> [EXERCISE DATA]:

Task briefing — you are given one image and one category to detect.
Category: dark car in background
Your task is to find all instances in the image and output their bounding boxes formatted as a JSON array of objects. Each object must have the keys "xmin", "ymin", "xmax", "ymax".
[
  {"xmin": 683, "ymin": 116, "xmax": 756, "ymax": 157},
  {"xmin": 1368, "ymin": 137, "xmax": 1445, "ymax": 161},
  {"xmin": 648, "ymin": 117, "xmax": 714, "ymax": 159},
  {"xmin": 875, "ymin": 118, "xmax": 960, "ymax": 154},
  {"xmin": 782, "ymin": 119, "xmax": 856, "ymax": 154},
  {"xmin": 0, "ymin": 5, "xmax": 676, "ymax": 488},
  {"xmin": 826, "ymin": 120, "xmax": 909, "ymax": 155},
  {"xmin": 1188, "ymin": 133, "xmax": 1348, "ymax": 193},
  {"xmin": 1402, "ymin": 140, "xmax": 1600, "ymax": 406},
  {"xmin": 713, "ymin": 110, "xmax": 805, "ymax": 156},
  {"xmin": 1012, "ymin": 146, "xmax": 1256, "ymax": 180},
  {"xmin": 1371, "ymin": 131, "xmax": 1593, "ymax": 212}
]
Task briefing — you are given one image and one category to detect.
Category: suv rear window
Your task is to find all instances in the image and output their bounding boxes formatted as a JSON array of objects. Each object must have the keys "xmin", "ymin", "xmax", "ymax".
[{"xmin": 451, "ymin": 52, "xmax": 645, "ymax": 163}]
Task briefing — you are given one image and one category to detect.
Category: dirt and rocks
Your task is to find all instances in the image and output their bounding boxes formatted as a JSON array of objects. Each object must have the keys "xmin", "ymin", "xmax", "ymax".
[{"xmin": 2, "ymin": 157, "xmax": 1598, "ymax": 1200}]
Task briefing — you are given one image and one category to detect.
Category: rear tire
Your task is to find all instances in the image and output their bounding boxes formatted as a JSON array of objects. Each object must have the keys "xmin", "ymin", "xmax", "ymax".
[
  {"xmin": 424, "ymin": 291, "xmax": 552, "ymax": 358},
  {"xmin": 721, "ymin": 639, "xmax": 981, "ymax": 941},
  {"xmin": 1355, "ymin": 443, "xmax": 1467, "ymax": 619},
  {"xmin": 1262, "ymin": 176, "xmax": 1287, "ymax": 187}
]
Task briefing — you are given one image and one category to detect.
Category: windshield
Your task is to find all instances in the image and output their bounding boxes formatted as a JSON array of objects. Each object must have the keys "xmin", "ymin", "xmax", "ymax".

> [TASK STATEMENT]: Could you return the complete listing, word for word?

> [TASK RESPONSE]:
Task briefing — you are given one image and one category to detect.
Category: dark car in background
Your task is to find all instances in the image and output their bounding boxes formatted as a JSON array of objects. Each object must have the keys "xmin", "ymin", "xmax", "ymax".
[
  {"xmin": 683, "ymin": 116, "xmax": 756, "ymax": 157},
  {"xmin": 1368, "ymin": 137, "xmax": 1445, "ymax": 161},
  {"xmin": 648, "ymin": 117, "xmax": 714, "ymax": 159},
  {"xmin": 875, "ymin": 118, "xmax": 960, "ymax": 154},
  {"xmin": 782, "ymin": 119, "xmax": 856, "ymax": 154},
  {"xmin": 0, "ymin": 5, "xmax": 676, "ymax": 488},
  {"xmin": 826, "ymin": 120, "xmax": 909, "ymax": 155},
  {"xmin": 1188, "ymin": 133, "xmax": 1348, "ymax": 193},
  {"xmin": 1402, "ymin": 140, "xmax": 1600, "ymax": 406},
  {"xmin": 713, "ymin": 110, "xmax": 805, "ymax": 156},
  {"xmin": 1012, "ymin": 146, "xmax": 1256, "ymax": 180},
  {"xmin": 1371, "ymin": 131, "xmax": 1593, "ymax": 212}
]
Task briefing — you are given one image and one category to detect.
Category: suv rear window
Your task is to find all instances in the image and output their bounding boxes formatted as a JSON array of objects. Each object must have the keys "xmin", "ymin", "xmax", "ymax".
[{"xmin": 451, "ymin": 52, "xmax": 645, "ymax": 163}]
Task briefing — you are given one image and one category to detect.
Category: dirt and rocks
Your task is to find all instances in the image and output their bounding boxes formatted as a JSON array of objects. Each object must have the keys "xmin", "ymin", "xmax", "ymax".
[{"xmin": 2, "ymin": 157, "xmax": 1598, "ymax": 1200}]
Task briefing — you are given one image and one category to detect.
Category: rear tire
Your task is to find all instances in the image and output their bounding boxes formatted as a JSON array of objects. Each object must have the keys "xmin", "ymin", "xmax", "ymax".
[
  {"xmin": 424, "ymin": 291, "xmax": 552, "ymax": 358},
  {"xmin": 721, "ymin": 639, "xmax": 981, "ymax": 941},
  {"xmin": 1355, "ymin": 443, "xmax": 1467, "ymax": 619},
  {"xmin": 1262, "ymin": 176, "xmax": 1287, "ymax": 187}
]
Task briefing — you are given one image and one category to detect.
Category: windshield
Your task is to find all instances in the image and output their bounding boxes formatted as a JSON array of objects. Each object must have the keys "xmin", "ymin", "xmax", "ymax".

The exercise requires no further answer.